• [Problem requirements]: Please output every entry below precisely as written.

• [Material supplied]:
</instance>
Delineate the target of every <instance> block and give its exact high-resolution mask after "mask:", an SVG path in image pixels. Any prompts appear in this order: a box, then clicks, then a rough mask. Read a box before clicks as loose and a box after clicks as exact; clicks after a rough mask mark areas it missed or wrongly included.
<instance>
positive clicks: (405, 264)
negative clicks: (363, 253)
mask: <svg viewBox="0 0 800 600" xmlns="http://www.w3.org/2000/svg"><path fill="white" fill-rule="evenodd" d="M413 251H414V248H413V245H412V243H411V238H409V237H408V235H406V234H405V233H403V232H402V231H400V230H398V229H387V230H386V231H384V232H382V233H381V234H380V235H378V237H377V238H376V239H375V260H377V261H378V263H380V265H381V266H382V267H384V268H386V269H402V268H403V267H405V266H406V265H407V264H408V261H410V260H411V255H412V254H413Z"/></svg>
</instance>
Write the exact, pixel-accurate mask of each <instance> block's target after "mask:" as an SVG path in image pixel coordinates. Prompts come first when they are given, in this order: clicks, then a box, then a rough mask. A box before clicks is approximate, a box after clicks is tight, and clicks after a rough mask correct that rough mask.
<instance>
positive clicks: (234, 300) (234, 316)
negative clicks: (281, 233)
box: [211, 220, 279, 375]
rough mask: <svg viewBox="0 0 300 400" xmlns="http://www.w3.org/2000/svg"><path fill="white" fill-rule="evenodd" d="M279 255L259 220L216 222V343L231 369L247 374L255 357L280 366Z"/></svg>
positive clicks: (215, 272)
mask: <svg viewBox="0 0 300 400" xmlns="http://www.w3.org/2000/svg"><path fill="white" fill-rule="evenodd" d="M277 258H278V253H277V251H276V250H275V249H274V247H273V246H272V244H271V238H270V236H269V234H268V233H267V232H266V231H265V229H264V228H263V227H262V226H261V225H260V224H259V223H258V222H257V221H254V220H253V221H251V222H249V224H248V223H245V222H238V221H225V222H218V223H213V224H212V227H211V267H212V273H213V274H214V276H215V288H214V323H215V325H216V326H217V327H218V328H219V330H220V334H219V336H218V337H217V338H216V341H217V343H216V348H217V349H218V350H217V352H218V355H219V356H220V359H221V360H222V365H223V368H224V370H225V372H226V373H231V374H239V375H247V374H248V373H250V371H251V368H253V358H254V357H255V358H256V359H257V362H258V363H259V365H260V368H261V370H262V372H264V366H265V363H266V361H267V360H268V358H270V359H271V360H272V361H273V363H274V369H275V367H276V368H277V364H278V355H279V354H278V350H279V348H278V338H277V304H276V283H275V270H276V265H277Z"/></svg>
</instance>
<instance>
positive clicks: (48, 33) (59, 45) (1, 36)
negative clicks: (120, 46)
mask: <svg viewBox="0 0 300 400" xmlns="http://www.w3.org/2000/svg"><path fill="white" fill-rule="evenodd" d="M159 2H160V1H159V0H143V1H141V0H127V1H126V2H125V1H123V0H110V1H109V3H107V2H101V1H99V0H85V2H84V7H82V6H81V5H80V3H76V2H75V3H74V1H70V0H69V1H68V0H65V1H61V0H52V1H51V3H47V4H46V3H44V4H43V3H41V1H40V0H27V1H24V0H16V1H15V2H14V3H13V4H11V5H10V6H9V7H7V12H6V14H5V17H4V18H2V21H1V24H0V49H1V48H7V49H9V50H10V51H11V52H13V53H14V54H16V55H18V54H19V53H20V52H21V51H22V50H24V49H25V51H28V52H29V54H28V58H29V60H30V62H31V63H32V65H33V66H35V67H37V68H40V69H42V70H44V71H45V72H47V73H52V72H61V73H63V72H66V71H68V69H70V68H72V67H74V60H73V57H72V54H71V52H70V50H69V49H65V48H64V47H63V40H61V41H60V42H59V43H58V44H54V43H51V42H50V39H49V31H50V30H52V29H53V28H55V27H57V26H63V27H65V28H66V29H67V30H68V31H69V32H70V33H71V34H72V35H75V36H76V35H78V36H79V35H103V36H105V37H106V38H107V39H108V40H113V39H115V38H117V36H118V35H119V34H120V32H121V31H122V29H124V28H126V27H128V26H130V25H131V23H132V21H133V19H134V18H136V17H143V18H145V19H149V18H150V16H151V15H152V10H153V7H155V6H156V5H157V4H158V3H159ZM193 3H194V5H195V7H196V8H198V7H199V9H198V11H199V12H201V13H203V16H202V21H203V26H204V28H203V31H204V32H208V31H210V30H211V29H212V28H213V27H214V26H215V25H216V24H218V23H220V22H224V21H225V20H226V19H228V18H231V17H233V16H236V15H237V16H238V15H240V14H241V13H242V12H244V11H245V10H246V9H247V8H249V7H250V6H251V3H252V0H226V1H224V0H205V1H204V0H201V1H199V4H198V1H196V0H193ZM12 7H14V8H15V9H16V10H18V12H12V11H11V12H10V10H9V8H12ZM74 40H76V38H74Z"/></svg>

• [Exercise solution]:
</instance>
Delineate the target of every <instance> block and give its exact high-resolution mask after "mask:", an SVG path in image pixels. Any prompts appear in this order: a box, then clicks, then a rough mask. Read a box before clicks as loose and a box after clicks as exact; clicks after a rough mask mark areas it missed or wrongly included.
<instance>
positive clicks: (405, 264)
negative clicks: (363, 253)
mask: <svg viewBox="0 0 800 600" xmlns="http://www.w3.org/2000/svg"><path fill="white" fill-rule="evenodd" d="M413 251H414V248H413V245H412V243H411V238H409V237H408V235H406V234H405V233H403V232H402V231H400V230H398V229H387V230H386V231H384V232H382V233H381V234H380V235H378V237H377V238H376V239H375V260H377V261H378V263H380V265H381V266H382V267H384V268H386V269H402V268H403V267H405V266H406V265H407V264H408V261H410V260H411V255H412V254H413Z"/></svg>
</instance>
Write the exact, pixel-accurate mask of each <instance> block's target after "mask:" as an SVG path in image pixel coordinates. Prompts come first when they are given, in this order: clicks, then a box, then a rough mask. A box before clicks is approximate, a box after clicks is tight, and clicks after a rough mask correct that rough mask.
<instance>
positive clicks: (234, 300) (234, 316)
negative clicks: (281, 233)
box: [211, 220, 279, 375]
rough mask: <svg viewBox="0 0 300 400" xmlns="http://www.w3.org/2000/svg"><path fill="white" fill-rule="evenodd" d="M279 255L259 220L216 222V343L231 369L247 374L255 357L280 366Z"/></svg>
positive clicks: (215, 272)
mask: <svg viewBox="0 0 300 400" xmlns="http://www.w3.org/2000/svg"><path fill="white" fill-rule="evenodd" d="M277 258H278V253H277V251H276V250H275V249H274V247H273V246H272V244H271V238H270V236H269V234H268V233H267V232H266V231H265V229H264V228H263V227H262V226H261V225H260V224H259V223H258V222H257V221H254V220H253V221H251V222H249V224H248V223H245V222H238V221H225V222H218V223H213V224H212V227H211V267H212V273H213V274H214V276H215V288H214V323H215V325H216V326H217V327H218V328H219V330H220V334H219V336H218V337H217V338H216V341H217V343H216V348H217V349H218V350H217V352H218V355H219V356H220V359H221V360H222V365H223V368H224V370H225V372H226V373H231V374H239V375H247V374H248V373H250V371H251V368H253V358H254V357H255V358H256V359H257V362H258V363H259V365H260V368H261V370H262V372H264V366H265V363H266V361H267V360H268V358H270V359H271V360H272V361H273V363H274V369H275V367H276V368H277V364H278V355H279V354H278V350H279V348H278V338H277V304H276V283H275V270H276V265H277Z"/></svg>
</instance>
<instance>
positive clicks: (48, 33) (59, 45) (1, 36)
negative clicks: (120, 46)
mask: <svg viewBox="0 0 300 400" xmlns="http://www.w3.org/2000/svg"><path fill="white" fill-rule="evenodd" d="M159 2H160V1H159V0H143V1H141V0H127V1H126V2H125V1H123V0H110V1H109V3H107V2H101V1H99V0H85V2H84V7H82V6H81V5H80V3H76V2H75V3H74V1H70V0H69V1H68V0H65V1H61V0H52V1H51V3H47V4H46V3H44V4H43V3H41V1H40V0H27V1H24V0H16V1H15V2H14V3H13V4H11V5H10V6H9V7H7V12H6V14H5V17H4V18H2V21H1V24H0V49H1V48H7V49H9V50H10V51H11V52H13V53H14V54H16V55H18V54H19V53H20V52H21V51H22V50H24V49H25V51H28V52H29V54H28V58H29V60H30V62H31V63H32V65H33V66H35V67H37V68H40V69H42V70H44V71H45V72H47V73H52V72H61V73H63V72H66V71H68V69H70V68H72V67H74V60H73V57H72V54H71V52H70V50H69V49H65V48H64V47H63V40H61V41H60V42H59V43H58V44H54V43H51V42H50V39H49V31H50V30H52V29H53V28H55V27H57V26H63V27H65V28H66V29H67V30H68V31H69V32H70V33H71V34H72V35H75V36H76V35H78V36H79V35H103V36H105V37H106V38H107V39H108V40H113V39H115V38H117V36H118V35H119V34H120V32H121V31H122V29H124V28H126V27H128V26H130V25H131V23H132V21H133V19H134V18H136V17H143V18H145V19H149V18H150V16H151V15H152V10H153V7H155V6H156V5H157V4H158V3H159ZM193 3H194V5H195V7H196V8H198V7H199V9H198V11H199V12H201V13H203V16H202V21H203V26H204V28H203V31H204V32H208V31H210V30H211V29H212V28H213V27H214V26H215V25H216V24H218V23H220V22H224V21H225V20H226V19H228V18H231V17H233V16H236V15H237V16H238V15H240V14H241V13H242V12H244V11H245V10H246V9H247V8H249V7H250V6H251V3H252V0H226V1H224V0H205V1H204V0H201V1H199V4H198V1H196V0H193ZM12 7H14V8H15V9H16V10H18V12H12V11H11V12H10V10H9V8H12ZM74 40H76V38H74Z"/></svg>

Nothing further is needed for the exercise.